### Task item
Give back the full listing, character for character, with no pictures.

------------------------------------

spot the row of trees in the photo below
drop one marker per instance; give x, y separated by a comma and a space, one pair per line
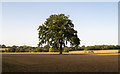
47, 48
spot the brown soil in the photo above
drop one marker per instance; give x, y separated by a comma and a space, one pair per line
59, 63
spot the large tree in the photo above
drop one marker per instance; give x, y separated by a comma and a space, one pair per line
56, 31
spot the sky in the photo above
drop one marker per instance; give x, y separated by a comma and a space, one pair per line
95, 22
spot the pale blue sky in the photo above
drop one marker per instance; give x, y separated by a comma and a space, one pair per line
96, 22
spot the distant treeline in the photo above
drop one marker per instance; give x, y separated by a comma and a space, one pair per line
47, 48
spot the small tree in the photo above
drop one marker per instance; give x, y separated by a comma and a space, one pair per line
56, 31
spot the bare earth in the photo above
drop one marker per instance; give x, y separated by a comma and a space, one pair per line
20, 62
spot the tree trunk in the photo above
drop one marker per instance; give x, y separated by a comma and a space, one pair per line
60, 48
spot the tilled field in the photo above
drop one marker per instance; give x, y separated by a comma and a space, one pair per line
59, 63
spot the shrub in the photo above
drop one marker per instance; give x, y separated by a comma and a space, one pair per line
118, 51
53, 50
38, 49
66, 49
50, 49
45, 50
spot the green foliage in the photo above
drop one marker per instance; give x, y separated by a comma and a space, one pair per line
57, 30
38, 49
2, 46
53, 50
118, 51
66, 49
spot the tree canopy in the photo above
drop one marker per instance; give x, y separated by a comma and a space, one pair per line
57, 31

------------------------------------

### Response to the task
spot the row of trees in the photo below
drop one marker per instance; give x, y separated by a comma and a space, one pair per line
47, 48
spot the brown soil in the photo above
drop one marker per instance; give x, y separated by a comma and a space, one pair per line
59, 63
spot the large tree in the photo above
drop one marker per instance; give x, y separated by a comma and a space, one pair per line
56, 31
spot the sky in the photo above
drop one marker per instance; give x, y separated by a comma and a space, one pair per line
95, 22
spot the pale blue sky in the photo above
drop one marker per instance; give x, y separated by a comma and a space, one pair per line
96, 22
spot the distant treeline in the photo above
drop one marker per instance; give x, y separated by a comma and a space, one pair per line
47, 48
spot the small tree in the photo above
drop one marker per instance; give x, y separated by a comma and a space, one pair per line
56, 31
spot the bare earth in the photo above
drop one marker per instance; give x, y separated by a comma and a space, one pair per line
20, 62
spot the tree trunk in the photo above
drop one marker per instance; give x, y separated by a comma and a space, one pair per line
60, 48
spot the tilled field in the photo above
drop one marker per instance; give x, y separated by a comma and a space, one pair per line
59, 63
spot the shrub in the photo above
drop one marker per instance; give x, y separated by a comma and a space, one pair per line
118, 51
53, 50
38, 49
66, 49
50, 49
45, 50
spot the green foliage in the photo above
drop one marker per instance; give x, y separated by a comma and a space, one pair per line
57, 30
38, 49
2, 46
53, 50
118, 51
66, 49
spot the tree canopy in the photo above
drop one marker per instance; give x, y separated by a comma and a space, one pair per line
57, 31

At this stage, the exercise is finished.